REQUIRED TASKS
1. Quote the notebook excerpt word for word, starting with "Reverse the array" and going on through "mark or semicolon..".
2. In the notebook excerpt, what value is assigned to THRESHOLD?

DOCUMENT PASSAGE
+===+

Let us define some common methods before progressing with interview quotes extraction

In [21]:
"""
Remove special character except the exceptions list
"""
def remove_special_character(text_to_process, exceptions=[], strip=False):
    new_string = str(text_to_process)
    if strip:
        new_string = new_string.strip()
    special_chars = string.printable[62:]
    special_chars = [x for x in special_chars if x not in exceptions]
    for char in text_to_process:
        if char in special_chars:
            new_string = new_string.replace(char, '')
    return new_string

In [22]:
"""
Remove special character without spaces
"""
def remove_special_character_without_spaces(text_to_process, exceptions=[]):
    return remove_special_character(text_to_process, [' '], strip=True)

In [23]:
"""
Remove special character with custom
"""
def remove_special_character_with_custom(text_to_process, custom=[]):
    return remove_special_character(text_to_process, custom, strip=True)

In [24]:
"""
Remove spaces
"""
def remove_spaces(text_to_process):
    return text_to_process.replace(" ", "")

In [25]:
"""
Reverse the array
"""
def reverse_the_array(arr):
    return arr[::-1]

## Custom variables and methods for finding Interviewee and Interviewers

In [26]:
REGULAR_EXPRESSION = '(?<=\{})(.*?)(?=\:)' # to match the names with article


# article generally ends with a fullstop, question mark or semicolon..
# add more to list if required
INTERVIEW_ENDING = ['.', '?']  


# Name threshold
THRESHOLD = 20

In [27]:
"""
Predicts the interviewee names based on the information
provided in the json metadata while mapping it with the 
data


Assumption: assuming that there is only interviewee
"""

+===+

STORED RECORDS
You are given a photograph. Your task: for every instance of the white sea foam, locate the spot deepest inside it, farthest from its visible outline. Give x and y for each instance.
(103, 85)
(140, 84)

+===+

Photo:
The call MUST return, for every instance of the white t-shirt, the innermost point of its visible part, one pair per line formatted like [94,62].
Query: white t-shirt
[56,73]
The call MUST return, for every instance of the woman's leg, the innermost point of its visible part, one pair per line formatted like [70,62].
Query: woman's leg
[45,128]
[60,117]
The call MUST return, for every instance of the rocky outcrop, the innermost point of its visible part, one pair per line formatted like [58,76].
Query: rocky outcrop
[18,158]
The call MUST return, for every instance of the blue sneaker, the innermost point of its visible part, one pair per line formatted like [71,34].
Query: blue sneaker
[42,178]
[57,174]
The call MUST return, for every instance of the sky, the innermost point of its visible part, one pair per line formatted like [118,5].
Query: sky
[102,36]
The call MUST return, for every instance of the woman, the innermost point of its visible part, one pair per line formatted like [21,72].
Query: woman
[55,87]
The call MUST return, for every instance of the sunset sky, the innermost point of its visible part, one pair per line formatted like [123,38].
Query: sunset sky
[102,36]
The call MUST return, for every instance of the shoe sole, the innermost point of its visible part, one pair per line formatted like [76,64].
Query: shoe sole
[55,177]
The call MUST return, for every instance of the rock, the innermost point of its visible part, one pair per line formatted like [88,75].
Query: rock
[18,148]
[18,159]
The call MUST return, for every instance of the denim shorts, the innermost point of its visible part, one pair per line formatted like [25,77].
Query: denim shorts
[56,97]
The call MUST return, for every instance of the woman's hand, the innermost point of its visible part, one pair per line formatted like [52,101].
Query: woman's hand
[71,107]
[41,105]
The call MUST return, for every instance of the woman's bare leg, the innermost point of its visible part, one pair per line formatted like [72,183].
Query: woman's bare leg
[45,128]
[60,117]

+===+

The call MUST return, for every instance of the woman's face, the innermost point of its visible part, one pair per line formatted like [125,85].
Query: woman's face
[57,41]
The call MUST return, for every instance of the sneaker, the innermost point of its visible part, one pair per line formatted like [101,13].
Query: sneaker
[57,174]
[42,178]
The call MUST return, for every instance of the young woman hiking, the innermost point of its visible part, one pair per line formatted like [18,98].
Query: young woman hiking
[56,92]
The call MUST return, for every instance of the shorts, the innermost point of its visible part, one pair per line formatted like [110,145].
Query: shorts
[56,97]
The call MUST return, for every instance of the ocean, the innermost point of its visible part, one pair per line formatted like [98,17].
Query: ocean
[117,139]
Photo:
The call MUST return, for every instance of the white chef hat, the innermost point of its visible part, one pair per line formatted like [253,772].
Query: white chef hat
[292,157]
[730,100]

+===+

TASK ANSWERS
1.
Reverse the array
"""
def reverse_the_array(arr):
    return arr[::-1]

## Custom variables and methods for finding Interviewee and Interviewers

In [26]:
REGULAR_EXPRESSION = '(?<=\{})(.*?)(?=\:)' # to match the names with article


# article generally ends with a fullstop, question mark or semicolon..

2. 20